• The problem: The answer should consist solely of the lines from the first one below through the line containing "positive clicks: (88, 215)", copied exactly.

-------- Available records --------

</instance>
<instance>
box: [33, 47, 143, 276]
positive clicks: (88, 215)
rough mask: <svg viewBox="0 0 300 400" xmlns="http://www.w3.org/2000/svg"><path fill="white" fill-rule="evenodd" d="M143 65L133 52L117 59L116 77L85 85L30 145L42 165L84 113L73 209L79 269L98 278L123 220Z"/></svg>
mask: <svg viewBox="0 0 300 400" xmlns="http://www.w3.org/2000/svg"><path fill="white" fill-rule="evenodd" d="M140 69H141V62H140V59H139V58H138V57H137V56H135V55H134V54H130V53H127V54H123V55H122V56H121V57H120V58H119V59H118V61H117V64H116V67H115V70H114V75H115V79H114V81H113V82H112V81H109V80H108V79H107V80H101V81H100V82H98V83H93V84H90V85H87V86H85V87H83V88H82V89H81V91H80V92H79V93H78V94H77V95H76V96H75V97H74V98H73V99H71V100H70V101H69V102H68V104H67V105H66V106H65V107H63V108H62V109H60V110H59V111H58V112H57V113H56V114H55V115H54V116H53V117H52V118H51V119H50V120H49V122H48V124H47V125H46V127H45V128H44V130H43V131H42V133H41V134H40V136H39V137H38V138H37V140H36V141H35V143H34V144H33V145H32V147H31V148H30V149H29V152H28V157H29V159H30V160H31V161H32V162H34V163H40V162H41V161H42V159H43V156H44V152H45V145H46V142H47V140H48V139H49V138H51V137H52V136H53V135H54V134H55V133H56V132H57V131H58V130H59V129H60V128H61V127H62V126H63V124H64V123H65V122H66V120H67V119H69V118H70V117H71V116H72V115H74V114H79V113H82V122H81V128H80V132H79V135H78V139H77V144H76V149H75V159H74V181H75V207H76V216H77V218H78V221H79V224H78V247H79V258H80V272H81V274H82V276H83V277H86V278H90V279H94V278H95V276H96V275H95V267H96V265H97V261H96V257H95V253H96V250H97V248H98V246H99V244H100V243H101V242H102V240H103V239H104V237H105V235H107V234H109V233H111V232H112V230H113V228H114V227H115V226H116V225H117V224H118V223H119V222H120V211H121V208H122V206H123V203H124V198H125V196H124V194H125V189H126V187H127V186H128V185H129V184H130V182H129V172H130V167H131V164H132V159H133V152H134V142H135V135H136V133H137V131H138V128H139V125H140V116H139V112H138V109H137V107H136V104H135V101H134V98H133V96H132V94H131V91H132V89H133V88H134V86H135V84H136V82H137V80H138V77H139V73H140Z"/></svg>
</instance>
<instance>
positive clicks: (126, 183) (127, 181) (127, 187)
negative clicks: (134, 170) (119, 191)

--------

• Your response:
</instance>
<instance>
box: [33, 47, 143, 276]
positive clicks: (88, 215)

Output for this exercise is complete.